#### [Required work]
Print exactly the line with "of the house." and every line after it, through the final line of the material below.

#### [Source data]
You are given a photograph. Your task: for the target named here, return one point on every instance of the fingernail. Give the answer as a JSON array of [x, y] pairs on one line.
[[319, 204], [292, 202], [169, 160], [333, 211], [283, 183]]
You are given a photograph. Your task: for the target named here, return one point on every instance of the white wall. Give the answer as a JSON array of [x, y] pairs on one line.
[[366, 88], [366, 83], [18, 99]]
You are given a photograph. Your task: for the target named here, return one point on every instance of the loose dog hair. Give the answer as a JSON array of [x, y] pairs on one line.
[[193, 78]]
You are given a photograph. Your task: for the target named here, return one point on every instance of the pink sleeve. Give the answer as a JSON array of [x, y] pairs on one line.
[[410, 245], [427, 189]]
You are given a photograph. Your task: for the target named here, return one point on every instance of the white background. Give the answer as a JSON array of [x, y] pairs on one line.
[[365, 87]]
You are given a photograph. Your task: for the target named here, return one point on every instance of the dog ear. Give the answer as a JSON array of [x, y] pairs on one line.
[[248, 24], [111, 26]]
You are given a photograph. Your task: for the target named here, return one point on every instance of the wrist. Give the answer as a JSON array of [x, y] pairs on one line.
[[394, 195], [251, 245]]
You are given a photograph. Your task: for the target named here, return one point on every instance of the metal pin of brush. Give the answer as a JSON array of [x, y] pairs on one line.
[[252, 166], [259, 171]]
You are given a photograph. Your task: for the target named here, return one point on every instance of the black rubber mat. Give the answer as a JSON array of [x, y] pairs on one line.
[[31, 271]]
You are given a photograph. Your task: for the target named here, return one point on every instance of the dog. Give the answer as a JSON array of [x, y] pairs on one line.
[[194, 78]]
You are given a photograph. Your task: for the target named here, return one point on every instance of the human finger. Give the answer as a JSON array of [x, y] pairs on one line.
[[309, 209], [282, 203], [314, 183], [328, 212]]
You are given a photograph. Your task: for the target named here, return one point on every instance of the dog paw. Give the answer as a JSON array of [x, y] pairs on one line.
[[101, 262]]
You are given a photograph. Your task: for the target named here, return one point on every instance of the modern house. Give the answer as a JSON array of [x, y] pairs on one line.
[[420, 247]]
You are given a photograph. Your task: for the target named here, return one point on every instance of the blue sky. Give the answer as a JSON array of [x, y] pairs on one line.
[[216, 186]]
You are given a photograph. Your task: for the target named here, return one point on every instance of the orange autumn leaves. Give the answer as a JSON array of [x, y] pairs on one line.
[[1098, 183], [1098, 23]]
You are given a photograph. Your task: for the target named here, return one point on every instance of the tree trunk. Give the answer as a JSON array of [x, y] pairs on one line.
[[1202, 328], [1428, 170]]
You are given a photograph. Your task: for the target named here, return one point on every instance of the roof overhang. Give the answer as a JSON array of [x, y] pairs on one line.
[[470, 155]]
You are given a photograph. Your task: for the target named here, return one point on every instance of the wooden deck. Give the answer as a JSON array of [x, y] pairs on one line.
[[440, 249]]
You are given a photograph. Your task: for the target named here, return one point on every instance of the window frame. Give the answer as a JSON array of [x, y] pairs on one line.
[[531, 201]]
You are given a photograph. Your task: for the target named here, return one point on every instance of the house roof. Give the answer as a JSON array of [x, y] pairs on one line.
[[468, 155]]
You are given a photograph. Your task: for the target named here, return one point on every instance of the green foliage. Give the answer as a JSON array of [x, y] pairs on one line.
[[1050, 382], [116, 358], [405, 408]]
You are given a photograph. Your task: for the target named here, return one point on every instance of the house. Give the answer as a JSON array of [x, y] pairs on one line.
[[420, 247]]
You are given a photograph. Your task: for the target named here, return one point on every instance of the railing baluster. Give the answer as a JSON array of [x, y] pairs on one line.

#### [Solution to this exercise]
You are given a photograph. Your task: for the target named here, return one point on every instance of the house. Give the answer as a JSON array of [x, y] pairs on one line.
[[420, 247]]
You are given a photograph. Your task: for the target named here, return one point on every instance of the railing baluster. Give the answer as a JSON array of [x, y] pairs on one line.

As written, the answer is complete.